* _Record extracts_
★ ★ ★ ★

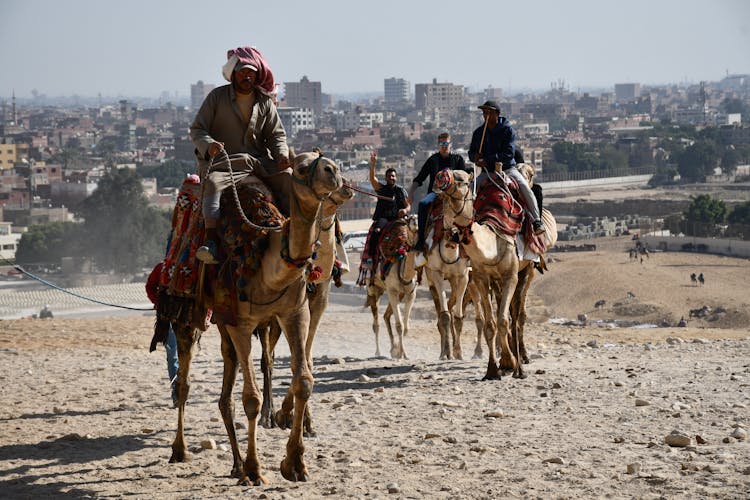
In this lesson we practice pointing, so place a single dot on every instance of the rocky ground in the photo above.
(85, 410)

★ ★ ★ ★

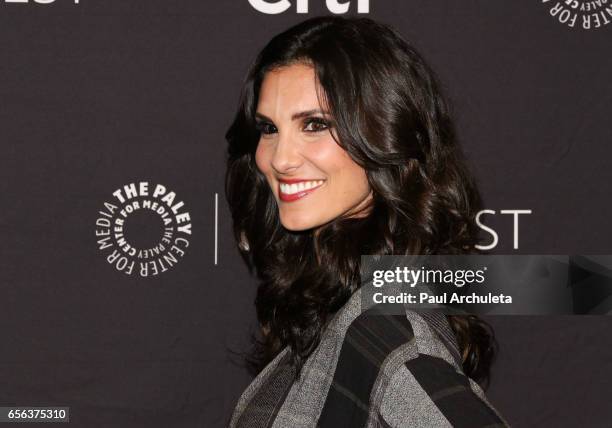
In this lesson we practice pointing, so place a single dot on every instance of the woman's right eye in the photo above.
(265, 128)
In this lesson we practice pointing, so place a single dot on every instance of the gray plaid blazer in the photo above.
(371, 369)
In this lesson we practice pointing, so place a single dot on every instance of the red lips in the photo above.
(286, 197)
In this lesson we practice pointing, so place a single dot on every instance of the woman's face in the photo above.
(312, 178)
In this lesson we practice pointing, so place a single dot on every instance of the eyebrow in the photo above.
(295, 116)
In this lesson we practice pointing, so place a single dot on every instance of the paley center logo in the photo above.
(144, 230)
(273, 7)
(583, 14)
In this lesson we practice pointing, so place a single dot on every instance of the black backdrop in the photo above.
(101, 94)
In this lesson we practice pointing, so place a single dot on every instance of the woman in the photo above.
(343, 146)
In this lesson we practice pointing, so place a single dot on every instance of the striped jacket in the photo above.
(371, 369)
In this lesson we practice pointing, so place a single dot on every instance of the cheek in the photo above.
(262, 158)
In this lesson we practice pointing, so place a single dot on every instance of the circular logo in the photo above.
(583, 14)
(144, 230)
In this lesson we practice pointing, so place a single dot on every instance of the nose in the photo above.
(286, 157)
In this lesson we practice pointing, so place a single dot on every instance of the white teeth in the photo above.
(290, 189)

★ ★ ★ ★

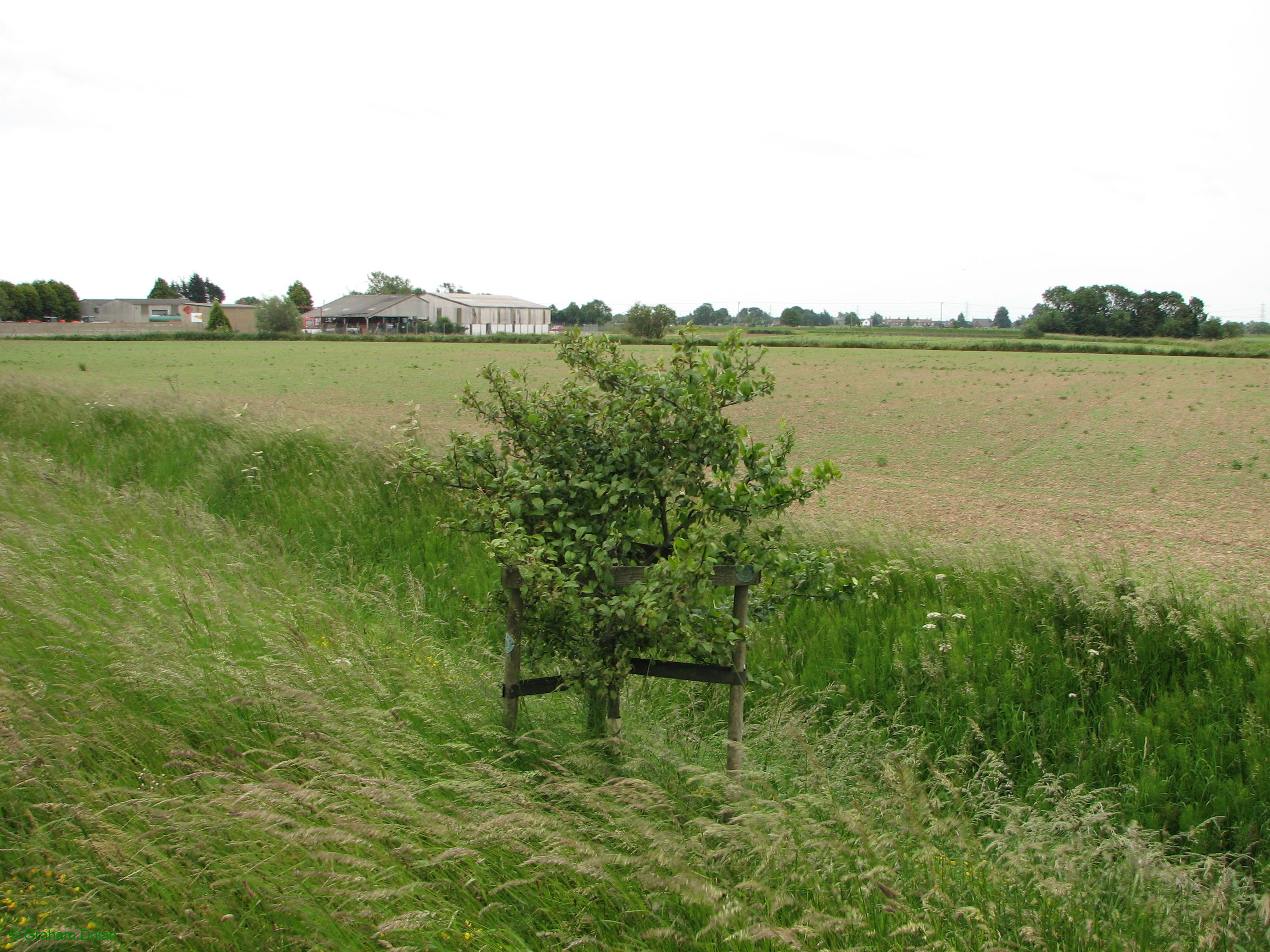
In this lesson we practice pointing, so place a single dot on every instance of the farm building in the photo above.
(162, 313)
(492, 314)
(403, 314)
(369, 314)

★ ★ ★ ★

Copy every line of the listing above that contains the string "woman". Only matches with the same capitalization count.

* _Solution below_
In this lesson we practice pointing, so place a single dot on every instance of the woman's right eye in the photo above.
In this lesson we practice pointing, so place a single dot on every instance of the woman's face in the photo above.
In this lesson we practice pointing, so place a single dot on every instance of the woman in the photo above.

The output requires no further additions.